_What you have to do_: Find the line containing "Exercise. Spot the goose neck". Retype it and every line after it through the end of the entries, exactly as written, with nothing added.

[start]

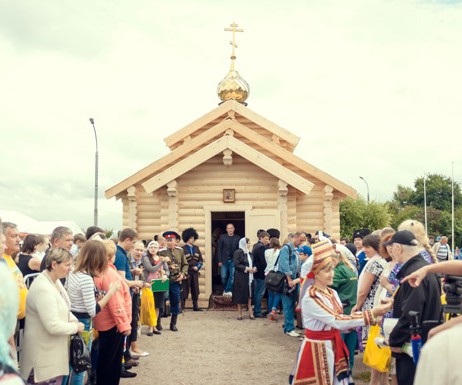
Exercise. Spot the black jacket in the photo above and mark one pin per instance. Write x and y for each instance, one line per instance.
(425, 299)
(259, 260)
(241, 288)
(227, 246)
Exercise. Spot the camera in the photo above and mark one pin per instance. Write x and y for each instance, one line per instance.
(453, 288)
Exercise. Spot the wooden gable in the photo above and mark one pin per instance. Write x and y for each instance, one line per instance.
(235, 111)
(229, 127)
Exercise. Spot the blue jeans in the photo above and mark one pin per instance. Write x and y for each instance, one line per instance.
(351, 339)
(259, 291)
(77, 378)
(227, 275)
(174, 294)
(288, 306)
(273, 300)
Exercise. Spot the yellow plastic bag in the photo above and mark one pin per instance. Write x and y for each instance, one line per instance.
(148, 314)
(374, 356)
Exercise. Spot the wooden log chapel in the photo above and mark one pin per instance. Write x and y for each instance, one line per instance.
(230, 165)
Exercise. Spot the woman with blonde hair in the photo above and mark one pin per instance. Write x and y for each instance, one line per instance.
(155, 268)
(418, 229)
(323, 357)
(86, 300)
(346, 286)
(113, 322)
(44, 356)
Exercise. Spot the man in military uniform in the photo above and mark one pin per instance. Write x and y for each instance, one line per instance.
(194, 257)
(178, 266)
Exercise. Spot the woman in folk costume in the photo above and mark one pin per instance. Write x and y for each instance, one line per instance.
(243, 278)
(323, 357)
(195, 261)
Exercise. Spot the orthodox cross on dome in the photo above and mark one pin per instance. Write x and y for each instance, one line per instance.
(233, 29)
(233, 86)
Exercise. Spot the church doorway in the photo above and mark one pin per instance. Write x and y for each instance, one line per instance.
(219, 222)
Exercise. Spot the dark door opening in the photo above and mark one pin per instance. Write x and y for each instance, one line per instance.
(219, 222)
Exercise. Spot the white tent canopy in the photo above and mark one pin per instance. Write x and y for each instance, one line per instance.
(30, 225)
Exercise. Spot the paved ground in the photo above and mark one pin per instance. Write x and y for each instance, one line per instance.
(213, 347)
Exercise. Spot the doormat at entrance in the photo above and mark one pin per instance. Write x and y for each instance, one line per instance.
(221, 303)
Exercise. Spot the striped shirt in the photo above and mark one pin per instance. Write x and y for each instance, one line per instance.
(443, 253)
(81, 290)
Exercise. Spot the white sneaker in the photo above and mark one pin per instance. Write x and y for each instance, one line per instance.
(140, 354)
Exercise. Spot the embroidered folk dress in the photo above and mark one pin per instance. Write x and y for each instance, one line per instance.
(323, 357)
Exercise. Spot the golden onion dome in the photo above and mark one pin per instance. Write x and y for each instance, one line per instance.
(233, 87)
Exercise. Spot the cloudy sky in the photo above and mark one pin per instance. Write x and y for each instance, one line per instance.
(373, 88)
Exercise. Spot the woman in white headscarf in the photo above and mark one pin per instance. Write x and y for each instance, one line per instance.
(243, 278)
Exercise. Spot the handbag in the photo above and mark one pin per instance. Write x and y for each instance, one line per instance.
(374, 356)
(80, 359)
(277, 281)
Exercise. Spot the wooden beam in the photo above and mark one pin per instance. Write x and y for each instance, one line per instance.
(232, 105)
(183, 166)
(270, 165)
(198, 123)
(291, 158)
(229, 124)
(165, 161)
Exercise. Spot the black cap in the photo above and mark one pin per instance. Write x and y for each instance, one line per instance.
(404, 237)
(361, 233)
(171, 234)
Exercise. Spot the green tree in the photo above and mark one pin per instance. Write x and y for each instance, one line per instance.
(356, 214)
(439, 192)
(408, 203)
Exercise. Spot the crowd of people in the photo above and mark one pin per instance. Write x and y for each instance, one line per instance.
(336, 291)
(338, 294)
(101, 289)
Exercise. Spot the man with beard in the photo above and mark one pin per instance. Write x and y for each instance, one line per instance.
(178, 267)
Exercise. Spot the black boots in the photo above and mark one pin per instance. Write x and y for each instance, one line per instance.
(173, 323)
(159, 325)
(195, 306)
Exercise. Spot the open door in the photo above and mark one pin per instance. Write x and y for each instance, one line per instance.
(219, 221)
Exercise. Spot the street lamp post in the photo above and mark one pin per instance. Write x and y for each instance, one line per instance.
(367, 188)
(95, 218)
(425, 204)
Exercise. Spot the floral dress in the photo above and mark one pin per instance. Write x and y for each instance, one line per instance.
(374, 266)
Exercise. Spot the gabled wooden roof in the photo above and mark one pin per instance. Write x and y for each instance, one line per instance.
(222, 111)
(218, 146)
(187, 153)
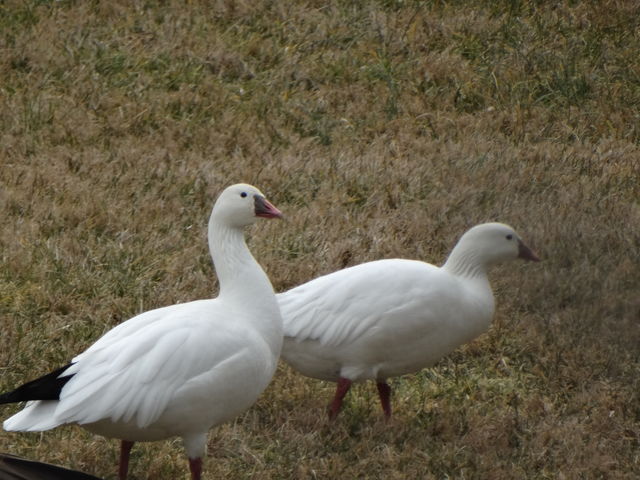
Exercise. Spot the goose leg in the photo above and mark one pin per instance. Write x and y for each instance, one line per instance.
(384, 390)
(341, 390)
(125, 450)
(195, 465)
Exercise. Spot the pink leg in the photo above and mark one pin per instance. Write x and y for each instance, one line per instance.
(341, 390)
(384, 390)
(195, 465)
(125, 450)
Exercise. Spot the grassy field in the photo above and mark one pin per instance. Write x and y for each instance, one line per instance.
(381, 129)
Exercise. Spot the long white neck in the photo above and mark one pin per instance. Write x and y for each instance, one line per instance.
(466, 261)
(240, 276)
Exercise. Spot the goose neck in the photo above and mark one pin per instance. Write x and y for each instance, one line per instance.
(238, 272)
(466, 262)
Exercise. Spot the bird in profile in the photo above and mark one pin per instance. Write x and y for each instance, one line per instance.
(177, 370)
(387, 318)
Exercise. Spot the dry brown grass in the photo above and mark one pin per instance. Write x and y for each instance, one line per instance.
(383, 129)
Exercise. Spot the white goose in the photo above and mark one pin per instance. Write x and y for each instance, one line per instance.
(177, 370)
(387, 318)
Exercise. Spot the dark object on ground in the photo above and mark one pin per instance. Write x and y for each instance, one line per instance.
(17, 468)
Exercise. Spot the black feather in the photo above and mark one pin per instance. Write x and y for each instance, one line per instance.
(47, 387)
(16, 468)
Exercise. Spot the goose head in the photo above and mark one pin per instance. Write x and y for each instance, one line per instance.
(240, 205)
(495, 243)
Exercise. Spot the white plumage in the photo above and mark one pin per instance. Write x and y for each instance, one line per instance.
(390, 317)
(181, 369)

[end]

_Expected answer_:
Exercise. Spot the goose neck in the photo above and mark one pin per instance. Write x and y for each instance, one line per instance.
(238, 272)
(466, 262)
Exercise. Spot the bird in profile in the photo above and mark one pin per instance. Write x and y for each instance, one line per instance.
(177, 370)
(387, 318)
Exercise. Spot the dry brown grass in the photo above and mark one pin per instance. Write x and y for each instance, one line per instance.
(383, 129)
Exercise. Spot the white goose in the photo above and mark one pin per instance. Write x and y for each instance, one line per instance.
(177, 370)
(387, 318)
Exercise. Spot the dark object on ground in the photo above and mark one pin per instance. Write x and y for each instance, one line per instance.
(17, 468)
Exercise. Spot the black feather in the photo above and mark one pin per instance. Write x and y for each instance, one line per instance.
(47, 387)
(16, 468)
Exercise. Spot the goose head in the photo above and mark one pin per instance. Write x and y for each instance, one line per instance.
(240, 205)
(495, 243)
Exercise. Spot the white plumage in the photo above and mark one pin per instance. Write x and y for each instance, one line per instance.
(390, 317)
(181, 369)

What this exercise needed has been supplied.